----- Quoted text -----
The reasons are varied but usually amount to reducing the amount of effort to get a job done (e.g. frustration) or ensuring you don’t damage your work surface or yourself (e.g. patience).

While recently replacing my kitchen faucet with this model by American Standard , I came upon two black discs which were threaded very tightly onto the old faucet to the point that no amount of force by my hands could loosen these black discs.

Never having to replace a kitchen faucet before, I figured it would all be straightforward: turn off the water supply, undo some nuts, pull the old faucet out, and put the new one in.

Unfortunately for me I have no formal plumbing training and I have not read any plumbing books.

After fussing with the old faucet for about 30 minutes and trying to get these black disc-like nuts off, I managed to break the plastic fins off to the point that I could not even attempt to turn these discs anymore without cutting some blood vessel in my hands.
----- Supplied material -----
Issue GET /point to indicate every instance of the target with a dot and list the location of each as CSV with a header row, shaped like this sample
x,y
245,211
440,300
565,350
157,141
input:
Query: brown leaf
-----
Exercise 1 ->
Render every line of the listing as a JSON list of strings, one string per line, leaving out blank lines.
Exercise 2 ->
Continue the account of replacing the kitchen faucet from its last sentence.

Exercise answer 1 ->
[
  "Issue GET /point to indicate every instance of the target with a dot and list the location of each as CSV with a header row, shaped like this sample",
  "x,y",
  "245,211",
  "440,300",
  "565,350",
  "157,141",
  "input:",
  "Query: brown leaf"
]

Exercise answer 2 ->
I did get it off albeit messily using my dremel.  Hot, black pieces of plastic flew into my face.  Here’s another tip: Wear safety glasses.

While I do wear prescription eyewear normally, they are no substitute for real safety googles.  A few black hot pieces came inches from hitting my eyes. Ouch.

At any rate, I did get off the old faucet and installed the new one with all the right teflon tape on the joints and had no leaks.

As it turns out, there is a tool called the Basin Wrench that I should have used.  The Basin Wrench would have allowed me to remove these plastic disc-like nuts from under the sink easily to install the faucet.  My 1 and half hour job could have been just 45 minutes had I used the right tool for the job and I wouldn’t have created a huge mess to vacuum up later.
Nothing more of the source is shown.